The records —

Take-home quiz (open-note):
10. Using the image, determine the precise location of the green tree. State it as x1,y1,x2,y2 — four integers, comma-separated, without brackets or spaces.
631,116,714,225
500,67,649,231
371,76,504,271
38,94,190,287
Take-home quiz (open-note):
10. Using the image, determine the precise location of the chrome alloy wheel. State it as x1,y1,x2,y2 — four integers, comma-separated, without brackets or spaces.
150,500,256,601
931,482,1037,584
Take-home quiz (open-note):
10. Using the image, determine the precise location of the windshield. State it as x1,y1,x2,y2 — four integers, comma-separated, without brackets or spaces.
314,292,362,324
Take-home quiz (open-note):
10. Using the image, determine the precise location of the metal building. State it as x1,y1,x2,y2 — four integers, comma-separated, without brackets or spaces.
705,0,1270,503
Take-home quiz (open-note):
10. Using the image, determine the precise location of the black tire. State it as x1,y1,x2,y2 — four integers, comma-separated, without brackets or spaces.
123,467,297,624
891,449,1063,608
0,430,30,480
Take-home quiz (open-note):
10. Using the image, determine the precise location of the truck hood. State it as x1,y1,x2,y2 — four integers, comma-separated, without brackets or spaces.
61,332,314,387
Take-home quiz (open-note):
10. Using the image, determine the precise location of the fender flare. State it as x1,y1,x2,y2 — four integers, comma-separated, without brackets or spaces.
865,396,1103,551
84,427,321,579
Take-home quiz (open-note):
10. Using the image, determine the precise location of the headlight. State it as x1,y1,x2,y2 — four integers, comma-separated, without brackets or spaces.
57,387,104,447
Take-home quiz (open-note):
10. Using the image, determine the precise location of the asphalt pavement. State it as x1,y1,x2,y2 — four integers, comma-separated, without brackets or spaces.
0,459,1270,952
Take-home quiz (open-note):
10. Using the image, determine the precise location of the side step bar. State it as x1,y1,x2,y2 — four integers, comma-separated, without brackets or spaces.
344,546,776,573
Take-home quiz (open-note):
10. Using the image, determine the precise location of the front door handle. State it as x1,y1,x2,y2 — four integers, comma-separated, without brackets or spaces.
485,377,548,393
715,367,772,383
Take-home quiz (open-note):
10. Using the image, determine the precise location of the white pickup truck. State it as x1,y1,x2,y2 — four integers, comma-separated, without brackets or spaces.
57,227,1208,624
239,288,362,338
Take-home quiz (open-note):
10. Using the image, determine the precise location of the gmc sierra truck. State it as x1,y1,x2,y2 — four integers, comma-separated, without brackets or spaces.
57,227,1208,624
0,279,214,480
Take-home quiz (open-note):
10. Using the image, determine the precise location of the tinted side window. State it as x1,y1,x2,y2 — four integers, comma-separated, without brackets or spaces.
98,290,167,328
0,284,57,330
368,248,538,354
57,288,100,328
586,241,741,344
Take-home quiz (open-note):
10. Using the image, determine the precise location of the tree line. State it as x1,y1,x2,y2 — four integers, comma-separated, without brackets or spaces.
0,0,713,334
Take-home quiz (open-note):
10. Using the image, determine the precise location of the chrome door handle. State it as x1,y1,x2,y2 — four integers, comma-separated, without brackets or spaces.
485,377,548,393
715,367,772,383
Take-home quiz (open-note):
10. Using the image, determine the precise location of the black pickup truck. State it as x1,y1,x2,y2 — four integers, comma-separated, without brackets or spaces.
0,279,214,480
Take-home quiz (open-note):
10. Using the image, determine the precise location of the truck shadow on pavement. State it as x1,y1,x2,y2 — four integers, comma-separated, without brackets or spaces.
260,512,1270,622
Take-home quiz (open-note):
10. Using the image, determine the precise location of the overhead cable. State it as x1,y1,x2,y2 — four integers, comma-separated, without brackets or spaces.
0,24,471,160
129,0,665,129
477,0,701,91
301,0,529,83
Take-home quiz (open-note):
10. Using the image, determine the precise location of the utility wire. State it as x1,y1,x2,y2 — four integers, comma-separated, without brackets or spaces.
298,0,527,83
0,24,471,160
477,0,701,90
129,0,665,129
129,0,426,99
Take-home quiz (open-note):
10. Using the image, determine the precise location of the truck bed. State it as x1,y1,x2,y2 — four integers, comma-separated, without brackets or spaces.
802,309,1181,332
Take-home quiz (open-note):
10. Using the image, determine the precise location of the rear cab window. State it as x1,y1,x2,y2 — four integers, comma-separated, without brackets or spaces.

Goal — Rewrite all the data above with every "precise location" changed to "exact position", leaving the rest unaltered.

Task output —
Take-home quiz (open-note):
10. Using the image, determine the exact position of the green tree. State it as x1,y1,x2,y2 — four integers, comma-separated, without brackets or spaces.
631,116,714,225
500,67,649,231
371,76,504,271
38,94,190,287
Take-home quiz (open-note):
10. Using the image, determine the exact position of the chrome alloy wheel. State it as x1,y1,x2,y2 — four integers, comma-separated, without brackets or spaces.
150,500,256,601
931,482,1037,584
Take-home quiz (open-note):
10. Using the image, determine the exact position of the windshield. State it as x1,y1,x2,y2 — four integers, comma-separated, without brackets or spaces.
314,292,362,324
Take-home quiz (open-note):
10. Using the image, determine the exact position of the metal building. State it as x1,y1,x2,y2 — four integers, comma-separated, without brackets or spaces.
705,0,1270,503
Take-home quiz (open-note):
10. Using the image, determine the exact position of the black tire. State it as x1,y1,x2,y2 — four integers, comma-separated, without brackets or spaces.
123,467,297,624
891,449,1063,608
0,430,30,480
Take-home quiz (open-note):
10. Using the image, determine the exact position of the truck hood. State it as x1,y1,x2,y2 — four integers, comma-separated, without brackets or spaces.
61,332,314,387
Take-home quiz (open-note):
10. Using the image, determine the exact position of the fender flare. State it as x1,y1,x2,y2 — four integers, comma-separated, without brackets or spaces.
865,396,1103,551
84,427,321,579
Take-home quiz (open-note):
10. Using the image, determine the exact position of the headlight. State it as x1,y1,x2,y2 — four integers, comma-separated, without brackets or spaces.
57,387,104,447
Take-home quiz (open-note):
10. Using the image, determine the exact position of the asphalt pavement. State it as x1,y1,x2,y2 — four integers, comma-separated, without brackets or spaces.
0,459,1270,952
Take-home quiz (open-note):
10. Using the image, determine the exact position of the side step bar. State it as x1,y1,x2,y2 — four integers, comma-separated, without brackets or spaces.
344,546,776,573
Take-home quiz (open-note):
10. Using the image, determine the exact position of the front door handle. State it as x1,y1,x2,y2 — four integers, comma-separated, without brackets or spaces.
485,377,548,393
715,367,772,383
Take-home quiz (open-note):
10. Using the image, determine the exact position of the white pickup truck. State it as x1,y1,x2,y2 — four integers, comma-separated, without brackets or spaces.
57,227,1208,624
239,288,362,338
Take-home quiz (open-note):
10. Using the image, determine the exact position of the gmc sierra truck. State it as x1,y1,x2,y2 — four integers, comma-separated, without brackets or spaces.
57,227,1208,624
0,279,214,480
Take-home quiz (open-note):
10. Using the image, determine the exact position of the tinted side window. State it as x1,y1,x2,y2 — four integers, comma-separated, without brackets or spaces.
98,290,167,328
0,284,57,330
368,248,538,354
57,288,100,328
586,241,741,344
Take-home quiz (open-note):
10. Using the image, determine the exact position of the tree line. State it as x1,y1,x2,y2 — four integers, comma-separated, without brackets or spaces.
0,0,713,334
Take-home quiz (open-note):
10. Using the image, determine the exact position of the chrome door handle. State it as x1,y1,x2,y2 — four integers, comma-separated, without brackets or spaces.
485,377,548,393
715,367,772,383
Take-home quiz (open-note):
10. Using the image, determine the exact position of the black pickup truck. State it as x1,y1,x2,y2 — four integers, comma-separated, without brackets or spaces.
0,279,214,480
Take-home quiz (open-note):
10. Using the image, determine the exact position of the truck shadow on pavement. State it as x1,y1,x2,y2 — four integers, comma-separated, without brackets or spaces.
260,512,1270,622
Take-home quiz (open-note):
10. Using the image, determine the exact position of the overhead cable. State it as x1,y1,x2,y2 — four integers, comma-separated, without brackets or spaces.
0,24,471,160
129,0,665,129
477,0,701,91
301,0,529,83
Take-home quiz (open-note):
10. Using the image, determine the exact position of the utility wire. State it as x1,y1,x2,y2 — four integers, comma-separated, without brackets or spaces.
298,0,527,83
0,24,471,160
477,0,701,90
129,0,665,129
129,0,426,99
Take-home quiz (open-note):
10. Using the image, determine the exact position of the truck bed. State it as x1,y1,x2,y2 — four integers, comma-separated, without brackets or spaces.
802,309,1181,332
Take-home quiz (open-note):
10. Using the image, determine the exact position of the rear cab window. State it as x1,y1,x2,y2 — four integers, comma-separated, without brackets or spaces.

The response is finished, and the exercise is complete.